## SET TASK
Copy each of the entries below word for word.

## DATA ENTRIES
▼▼▼
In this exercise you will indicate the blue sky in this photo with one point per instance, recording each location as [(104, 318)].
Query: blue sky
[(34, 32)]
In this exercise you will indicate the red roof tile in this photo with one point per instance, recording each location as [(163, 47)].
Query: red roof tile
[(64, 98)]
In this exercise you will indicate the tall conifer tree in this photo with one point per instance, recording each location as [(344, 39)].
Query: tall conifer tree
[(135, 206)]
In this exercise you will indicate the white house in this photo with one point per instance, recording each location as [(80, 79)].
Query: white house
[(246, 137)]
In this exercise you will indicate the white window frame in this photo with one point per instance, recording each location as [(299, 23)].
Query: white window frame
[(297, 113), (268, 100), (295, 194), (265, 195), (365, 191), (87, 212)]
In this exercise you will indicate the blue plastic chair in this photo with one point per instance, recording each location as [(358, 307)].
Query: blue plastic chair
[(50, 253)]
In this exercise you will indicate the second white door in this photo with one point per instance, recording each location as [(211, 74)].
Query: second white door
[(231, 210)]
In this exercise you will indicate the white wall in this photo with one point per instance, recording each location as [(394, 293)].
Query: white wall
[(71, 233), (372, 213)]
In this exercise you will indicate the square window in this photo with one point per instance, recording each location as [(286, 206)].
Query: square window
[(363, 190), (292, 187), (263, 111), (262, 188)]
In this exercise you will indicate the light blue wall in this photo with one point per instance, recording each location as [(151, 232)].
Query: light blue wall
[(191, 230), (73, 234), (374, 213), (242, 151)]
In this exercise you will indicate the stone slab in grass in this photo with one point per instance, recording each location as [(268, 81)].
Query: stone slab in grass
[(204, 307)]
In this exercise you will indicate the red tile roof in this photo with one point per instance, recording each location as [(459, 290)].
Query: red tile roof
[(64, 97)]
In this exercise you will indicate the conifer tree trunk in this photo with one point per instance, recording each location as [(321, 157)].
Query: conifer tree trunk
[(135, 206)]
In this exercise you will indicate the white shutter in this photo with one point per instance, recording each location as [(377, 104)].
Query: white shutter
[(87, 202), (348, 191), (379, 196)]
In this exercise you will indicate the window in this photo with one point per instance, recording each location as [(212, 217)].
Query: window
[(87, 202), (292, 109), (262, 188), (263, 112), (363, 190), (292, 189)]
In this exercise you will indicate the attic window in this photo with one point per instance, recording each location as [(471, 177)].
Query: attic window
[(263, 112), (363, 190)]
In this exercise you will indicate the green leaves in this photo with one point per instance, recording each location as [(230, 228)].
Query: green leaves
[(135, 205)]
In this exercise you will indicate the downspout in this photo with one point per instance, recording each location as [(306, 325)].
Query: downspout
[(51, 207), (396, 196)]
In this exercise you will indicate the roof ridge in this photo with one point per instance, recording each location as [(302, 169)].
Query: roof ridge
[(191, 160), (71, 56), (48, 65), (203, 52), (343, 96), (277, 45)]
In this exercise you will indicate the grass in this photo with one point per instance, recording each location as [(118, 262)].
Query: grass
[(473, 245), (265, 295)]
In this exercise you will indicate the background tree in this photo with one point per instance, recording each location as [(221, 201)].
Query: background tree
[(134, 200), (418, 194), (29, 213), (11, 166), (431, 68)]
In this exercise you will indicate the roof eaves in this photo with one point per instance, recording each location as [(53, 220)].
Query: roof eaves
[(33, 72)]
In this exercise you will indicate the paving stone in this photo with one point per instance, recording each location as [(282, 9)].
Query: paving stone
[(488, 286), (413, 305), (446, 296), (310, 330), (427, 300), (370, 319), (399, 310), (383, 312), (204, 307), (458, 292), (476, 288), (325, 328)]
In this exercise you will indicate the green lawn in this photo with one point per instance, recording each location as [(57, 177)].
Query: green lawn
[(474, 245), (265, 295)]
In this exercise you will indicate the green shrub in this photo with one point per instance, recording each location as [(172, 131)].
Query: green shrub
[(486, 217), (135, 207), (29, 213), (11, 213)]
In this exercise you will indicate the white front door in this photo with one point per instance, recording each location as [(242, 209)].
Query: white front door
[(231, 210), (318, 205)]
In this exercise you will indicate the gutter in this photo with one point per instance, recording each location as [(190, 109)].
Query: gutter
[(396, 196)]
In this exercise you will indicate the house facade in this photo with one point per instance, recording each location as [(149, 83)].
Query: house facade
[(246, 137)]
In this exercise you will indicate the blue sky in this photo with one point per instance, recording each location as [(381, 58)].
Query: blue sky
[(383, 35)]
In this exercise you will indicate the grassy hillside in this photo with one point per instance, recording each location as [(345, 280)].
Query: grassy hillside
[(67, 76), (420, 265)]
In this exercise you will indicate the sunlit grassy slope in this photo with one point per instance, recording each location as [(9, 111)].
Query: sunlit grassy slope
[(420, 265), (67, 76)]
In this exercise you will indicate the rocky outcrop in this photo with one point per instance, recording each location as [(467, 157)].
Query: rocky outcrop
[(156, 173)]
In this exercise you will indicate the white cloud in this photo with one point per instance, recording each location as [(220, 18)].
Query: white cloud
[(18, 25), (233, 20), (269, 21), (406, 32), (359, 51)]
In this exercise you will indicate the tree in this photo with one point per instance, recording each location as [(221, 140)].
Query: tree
▲▲▲
## RESPONSE BELOW
In this exercise you will indicate the blue sky in this photo with one point per instance, recording each location as [(104, 318)].
Query: blue sky
[(34, 32)]
In this exercise you will indicate the red roof tile in this photo with one point per instance, recording each location as [(163, 47)].
Query: red roof tile
[(64, 98)]
In this exercise you will indicate the tall conifer tree in this photo with one point per instance, recording each location as [(344, 39)].
Query: tall conifer tree
[(135, 206)]
In this exercise you will indicate the white house in this photo with one point per instance, recording each location as [(80, 79)].
Query: white house
[(246, 137)]
In this exercise you will indicate the white window frame in this photo with one point per instance, recording each location as [(299, 23)].
Query: white window frame
[(297, 113), (268, 100), (295, 194), (265, 195), (365, 191), (87, 212)]
In this exercise you will indicate the blue plastic chair in this photo with one point per instance, recording each location as [(358, 307)].
Query: blue plastic chair
[(50, 253)]
In this exercise you will indicate the second white door in this photo with one point per instance, recording each location as [(211, 74)].
Query: second white door
[(231, 210)]
In this exercise you will indicate the white wall in this photo with one point per instance, recording each location as [(394, 293)].
Query: white wall
[(71, 233), (372, 213)]
In this exercise you will indicate the square window in this photo with one point per instance, recording each location as [(286, 206)].
Query: square window
[(363, 190), (292, 187), (263, 111), (262, 188)]
In this exercise you will indicate the light blue wall in this photo with one point per instance, recording each location as [(151, 232)].
Query: light blue wall
[(191, 230), (73, 234), (374, 213), (242, 151)]
In this exercise you will indicate the stone slab in grass in this photo with one point per instance, recording each location as [(268, 81)].
Query: stone slab in grass
[(204, 307)]
In this exercise you will indicate the red tile roof in this photo with one point per instance, recording each location as [(459, 290)].
Query: red tile roof
[(64, 97)]
In this exercise you will indicate the conifer tree trunk in this photo with one point per instance, recording each location as [(321, 157)].
Query: conifer tree trunk
[(135, 206)]
In this exercise you will indicate the white shutter in this photo with one point per instance, recording each location as [(377, 104)].
Query: white shutter
[(87, 202), (348, 191), (379, 196)]
In this exercise you will indicate the window in this photo with one point per instance, recording each location as [(212, 217)].
Query: window
[(87, 202), (292, 109), (262, 188), (263, 112), (363, 190), (292, 189)]
In this exercise you will indicate the attic window in this photo with one point per instance, recording each location as [(471, 177)].
Query: attic window
[(263, 112), (363, 190)]
In this exercise you will indicate the green leaves in this photo with one point per instance, recording each location as [(230, 228)].
Query: green leaves
[(135, 205)]
In this exercise you will indicate the downspout in this photo with one point per instance, recording each location as [(306, 325)].
Query: downspout
[(51, 207), (396, 196)]
In this exercise you will indicate the roof ridge in this photo with one point per instance, recording each location as [(302, 169)].
Query: roof ridge
[(191, 160), (71, 56), (48, 65), (203, 52), (343, 96), (277, 45)]
In this exercise you will indicate the grass in this photo with one point per instance, recording each location as [(118, 262)].
Query: grass
[(473, 245), (265, 295)]
In this exercise you will indicate the background tree in this photo with one point per instance, recording each location as [(221, 201)].
Query: background tree
[(134, 200), (418, 194), (29, 213), (11, 166), (431, 68)]
In this exercise you will indicate the roof eaves in this photo with one point per instance, recording each location as [(53, 220)].
Query: roof eaves
[(33, 72)]
In this exercise you will indicate the paving stone in this photo with one point per instance, recording each location as [(282, 9)].
Query: paving stone
[(488, 286), (413, 305), (446, 296), (310, 330), (427, 300), (370, 319), (399, 310), (383, 312), (204, 307), (458, 292), (476, 288), (325, 328)]
In this exercise you will indicate the green lawn in this photo with one point per instance, recording each location as [(57, 177)].
Query: green lawn
[(474, 245), (265, 295)]
In this exercise you will indicate the green shrub in this photo with one point per instance, recording each location as [(172, 131)].
Query: green shrub
[(486, 217), (135, 207), (29, 213), (11, 213)]
In this exercise you will indicate the white front door in this photo with one point per instance, recording each location as [(242, 209)].
Query: white front door
[(231, 210), (318, 205)]
In this exercise you will indicate the gutter in this photo with one point per instance, recording each location as [(190, 109)].
Query: gutter
[(396, 196)]
In this exercise you will indicate the house facade in this photo with one point per instance, recording each location as [(149, 83)].
Query: house facade
[(246, 137)]
In this exercise you will indicate the blue sky in this photo with one point per instance, recording each location as [(381, 58)].
Query: blue sky
[(383, 35)]
In this exercise you will indicate the grassy hillside in this photo with one point per instance, recording each location as [(345, 280)].
Query: grassy hillside
[(67, 76), (420, 265)]
In this exercise you will indicate the sunlit grassy slope in this photo with one point per instance, recording each location as [(9, 111)].
Query: sunlit grassy slope
[(420, 265), (67, 76)]
In this exercise you will indicate the rocky outcrop in this photo with one point per instance, recording each location as [(467, 157)].
Query: rocky outcrop
[(156, 173)]
In this exercise you will indicate the white cloud in this photo with one point per instance, recording each location as [(220, 18)].
Query: white cloud
[(18, 25), (233, 20), (269, 21), (406, 32), (359, 51)]
In this exercise you will indicate the tree in this photo with one point per instance, recording each location as [(221, 140)].
Query: tree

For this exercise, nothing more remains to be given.